Omit the images. Restate all of the records word for word.

___

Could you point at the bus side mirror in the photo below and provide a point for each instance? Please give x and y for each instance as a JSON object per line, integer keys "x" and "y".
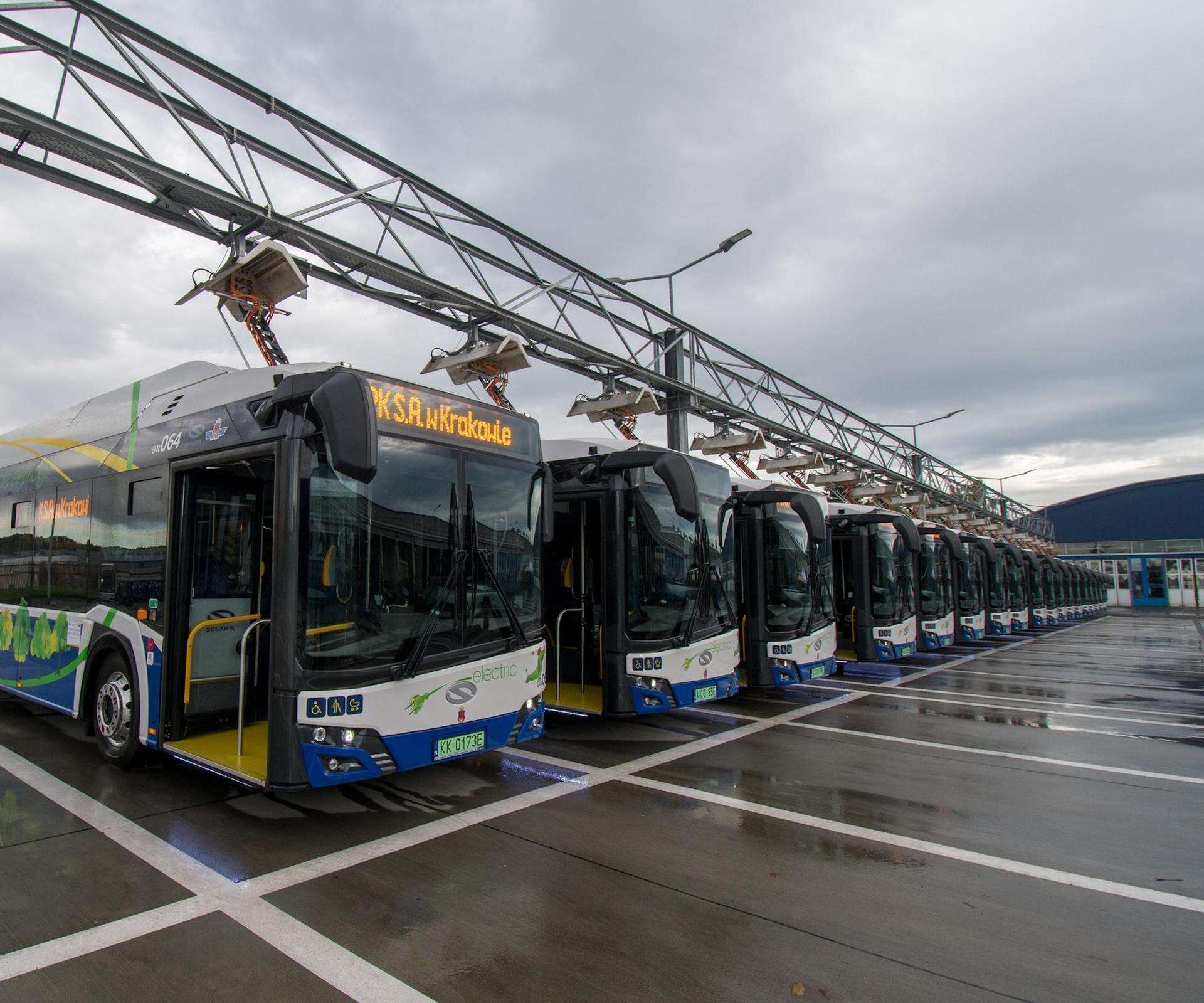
{"x": 348, "y": 422}
{"x": 678, "y": 476}
{"x": 547, "y": 509}
{"x": 811, "y": 511}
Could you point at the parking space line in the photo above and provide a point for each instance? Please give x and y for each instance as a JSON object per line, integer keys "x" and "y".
{"x": 707, "y": 713}
{"x": 107, "y": 935}
{"x": 1067, "y": 682}
{"x": 908, "y": 695}
{"x": 936, "y": 849}
{"x": 329, "y": 961}
{"x": 352, "y": 974}
{"x": 1037, "y": 700}
{"x": 1175, "y": 777}
{"x": 245, "y": 903}
{"x": 352, "y": 856}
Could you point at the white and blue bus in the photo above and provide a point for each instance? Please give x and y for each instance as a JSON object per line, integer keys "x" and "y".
{"x": 784, "y": 576}
{"x": 640, "y": 580}
{"x": 292, "y": 576}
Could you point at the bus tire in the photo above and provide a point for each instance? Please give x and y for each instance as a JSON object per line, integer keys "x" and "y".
{"x": 115, "y": 711}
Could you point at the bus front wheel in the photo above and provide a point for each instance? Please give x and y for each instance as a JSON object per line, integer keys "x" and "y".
{"x": 115, "y": 712}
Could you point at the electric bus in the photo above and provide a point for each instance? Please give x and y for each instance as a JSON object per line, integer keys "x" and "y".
{"x": 1039, "y": 595}
{"x": 934, "y": 570}
{"x": 784, "y": 584}
{"x": 1014, "y": 573}
{"x": 873, "y": 570}
{"x": 1060, "y": 576}
{"x": 640, "y": 580}
{"x": 971, "y": 581}
{"x": 294, "y": 576}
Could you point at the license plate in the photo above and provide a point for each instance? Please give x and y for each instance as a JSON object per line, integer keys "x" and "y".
{"x": 460, "y": 745}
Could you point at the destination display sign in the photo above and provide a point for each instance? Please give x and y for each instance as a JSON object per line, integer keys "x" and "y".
{"x": 425, "y": 413}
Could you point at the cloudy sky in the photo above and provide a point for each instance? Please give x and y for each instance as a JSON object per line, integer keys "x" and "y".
{"x": 990, "y": 206}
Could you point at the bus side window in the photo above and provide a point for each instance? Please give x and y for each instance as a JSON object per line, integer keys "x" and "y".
{"x": 107, "y": 588}
{"x": 16, "y": 549}
{"x": 70, "y": 552}
{"x": 129, "y": 541}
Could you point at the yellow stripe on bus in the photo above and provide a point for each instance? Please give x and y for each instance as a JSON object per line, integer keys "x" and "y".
{"x": 330, "y": 629}
{"x": 48, "y": 463}
{"x": 86, "y": 449}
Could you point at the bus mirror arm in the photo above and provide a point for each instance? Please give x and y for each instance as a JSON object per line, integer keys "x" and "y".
{"x": 344, "y": 406}
{"x": 549, "y": 505}
{"x": 671, "y": 467}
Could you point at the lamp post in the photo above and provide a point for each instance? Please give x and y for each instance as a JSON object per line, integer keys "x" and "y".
{"x": 724, "y": 247}
{"x": 918, "y": 424}
{"x": 1003, "y": 501}
{"x": 1007, "y": 477}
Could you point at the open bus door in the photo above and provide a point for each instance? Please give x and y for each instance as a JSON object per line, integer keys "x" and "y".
{"x": 218, "y": 676}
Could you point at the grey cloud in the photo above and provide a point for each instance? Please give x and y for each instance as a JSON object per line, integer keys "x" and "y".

___

Exercise output
Could you point at the bus side mirror in the photo below and provide a point for each instance? Please give x and y for each instance as a JSON object per line, integer keys "x" and "y".
{"x": 348, "y": 422}
{"x": 678, "y": 476}
{"x": 547, "y": 509}
{"x": 811, "y": 511}
Could you point at the parking space line in the photo above and provide a point for each instance? Please give x and y for each instance as a JSON object per line, integer keys "x" and "y".
{"x": 707, "y": 713}
{"x": 107, "y": 935}
{"x": 1067, "y": 682}
{"x": 908, "y": 695}
{"x": 936, "y": 849}
{"x": 329, "y": 961}
{"x": 352, "y": 974}
{"x": 1037, "y": 700}
{"x": 1175, "y": 777}
{"x": 245, "y": 903}
{"x": 352, "y": 856}
Could you point at the white and blue bus in the photo above and provide a point for each instance? Please give x and y for each instance as a JSON object per line, integer keys "x" and "y".
{"x": 784, "y": 576}
{"x": 640, "y": 580}
{"x": 292, "y": 576}
Could you point at the bus tire in the photo above and provide a point for each instance? Please give x and y for each instance as a JSON object per line, integer keys "x" and "y".
{"x": 115, "y": 711}
Could you point at the bus front wheel in the photo above and provide a point for each instance? Please give x and y for each instance as a JSON object per line, integer keys "x" and "y".
{"x": 115, "y": 712}
Could you point at the electric bus in the photo above and provide a point for each instance? Please give x and y for each instance as a JSON object per line, integer keys "x" and "y".
{"x": 1039, "y": 595}
{"x": 934, "y": 570}
{"x": 784, "y": 584}
{"x": 1014, "y": 573}
{"x": 873, "y": 570}
{"x": 1060, "y": 576}
{"x": 640, "y": 580}
{"x": 971, "y": 581}
{"x": 294, "y": 576}
Could you point at the license plate in the photo above and provide a point for each instance? Please give x and y for each instance as a JSON object per line, integer keys "x" and "y".
{"x": 460, "y": 745}
Could you point at the destination display sign in the photo above and provide a point for each instance? Please give x and y for each instance as a JSON object per line, integer keys "x" and "y".
{"x": 425, "y": 413}
Could you point at the cloudy sky in the photo above and provide a point for each instance? Please give x and y for each instance as a JSON object per line, integer keys "x" and "y".
{"x": 990, "y": 206}
Could you point at the bus side window in the photo above and provide a point for each instance? Please give x and y for each instance as a JSON object per line, integer keys "x" and "y".
{"x": 107, "y": 588}
{"x": 16, "y": 549}
{"x": 70, "y": 552}
{"x": 129, "y": 541}
Could you point at the yellow stripe on bus in the photo above and provide a point for each instance? Please give x and y for each instance as a JSON object per line, integer keys "x" and "y".
{"x": 330, "y": 629}
{"x": 48, "y": 463}
{"x": 86, "y": 449}
Could you point at the bus mirror arm in the photo above and provide a point for each instance? Please give x and y for each instance as a JSON object per line, integer keys "x" and "y".
{"x": 344, "y": 406}
{"x": 549, "y": 505}
{"x": 671, "y": 467}
Could you point at the lamp post in the photo above and provide a point for each instance? Please give x and y for each instance as a JSON object per line, integer keys "x" and "y".
{"x": 724, "y": 247}
{"x": 918, "y": 424}
{"x": 1003, "y": 501}
{"x": 1007, "y": 477}
Could you point at the open bus door in the photo above and provide a point for each instance? Please give x and y for each instance as a JSON object per line, integer keys "x" and "y".
{"x": 218, "y": 676}
Could you point at the grey cloud in the photo above and provide a point for each instance? Please give x and y for each instance as a JSON object per line, integer keys "x" and "y".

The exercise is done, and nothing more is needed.